#### Provided text:
■ ■ ■ ■

Skip to main content

S3 Loader

Overview

Snowplow S3 Loader consumes records from an Amazon Kinesis stream and writes them to S3. A typical Snowplow pipeline would use the S3 loader in several places:

  • Load collector payloads from the "raw" stream, to maintain an archive of the original data, before enrichment.
  • Load enriched events from the "enriched" stream. These serve as input for the RDB loader when loading to a warehouse.
  • Load failed events from the "bad" stream.

Records that can't be successfully written to S3 are written to a second Kinesis stream with the error message.

Output Formats

LZO

Records are treated as raw byte arrays. Elephant Bird's BinaryBlockWriter class is used to serialize them as a Protocol Buffers array (so it is clear where one record ends and the next begins) before compressing them.

The compression process generates both compressed .lzo files and small .lzo.index files (splittable LZO). Each index file contain the byte offsets of the LZO blocks in the corresponding compressed file, meaning that the blocks can be processed in parallel.

LZO encoding is generally used for raw data produced by Snowplow Collector.

Gzip

The records are treated as byte arrays containing UTF-8 encoded strings (whether CSV, JSON or TSV). New lines are used to separate records written to a file. This format can be used with the Snowplow Kinesis Enriched stream, among other streams.

Gzip encoding is generally used for both enriched data and bad data.

Running

Available on Terraform Registry

A Terraform module which deploys the Snowplow S3 Loader on AWS EC2 for use with Kinesis. For installing in other environments, please see the other installation options below.

Docker image

We publish three different flavours of the docker image.

  • Pull the :2.2.4 tag if you only need GZip output format

  • Pull the :2.2.4-lzo tag if you also need LZO output format

  • Pull the :2.2.4-distroless tag for an lightweight alternative to :2.2.4

docker pull snowplow/snowplow-s3-loader:2.2.4
docker pull snowplow/snowplow-s3-loader:2.2.4-lzo
docker pull snowplow/snowplow-s3-loader:2.2.4-distroless

Here is a standard command to run the loader on a EC2 instance in AWS:

docker run \
-d \
--name snowplow-s3-loader \
--restart always \
--log-driver awslogs \
--log-opt awslogs-group=snowplow-s3-loader \
--log-opt awslogs-stream='ec2metadata --instance-id' \
--network host \
-v $(pwd):/snowplow/config \
-e 'JAVA_OPTS=-Xms512M -Xmx1024M -Dorg.slf4j.simpleLogger.defaultLogLevel=WARN' \
snowplow/snowplow-s3-loader:2.2.4 \
--config /snowplow/config/config.hocon

Jar

JARs can be found attached to the Github release. Only pick the -lzo version of the JAR file if you need to output in LZO format

java -jar snowplow-s3-loader-2.2.4.jar --config config.hocon
java -jar snowplow-s3-loader-lzo-2.2.4.jar --config config.hocon

Running the jar requires to have the native LZO binaries installed. For example for Debian this can be done with:

sudo apt-get install lzop liblzo2-dev

■ ■ ■ ■

#### Information supplied:
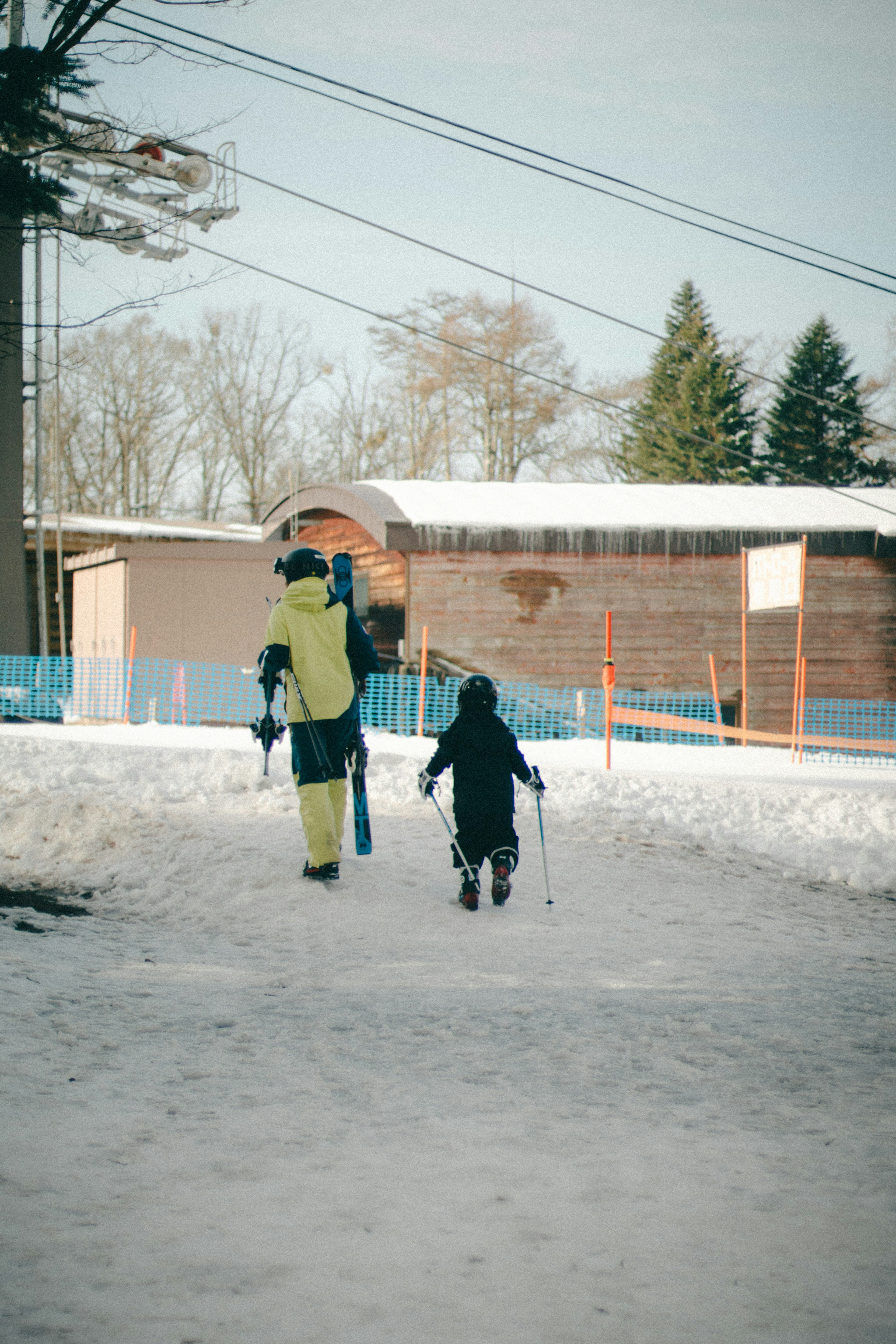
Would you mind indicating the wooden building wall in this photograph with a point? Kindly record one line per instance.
(385, 573)
(541, 619)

■ ■ ■ ■

#### Exercises to complete:
(A) Repeat the S3 Loader text starting with "Skip to main" and going on through "to a warehouse.", changing "archive" to "backup".
(B) In the S3 Loader text, condense the paragraph beginning "Records are treated as raw byte arrays" into a short bulleted list that keeps its main facts.

#### Answers to the problems:
(A)
Skip to main content

S3 Loader

Overview

Snowplow S3 Loader consumes records from an Amazon Kinesis stream and writes them to S3. A typical Snowplow pipeline would use the S3 loader in several places:

  • Load collector payloads from the "raw" stream, to maintain an backup of the original data, before enrichment.
  • Load enriched events from the "enriched" stream. These serve as input for the RDB loader when loading to a warehouse.

(B)
- Records are handled as raw byte arrays.
- Elephant Bird's BinaryBlockWriter class serializes them as a Protocol Buffers array, which marks where each record ends and the next begins.
- The serialized records are then compressed.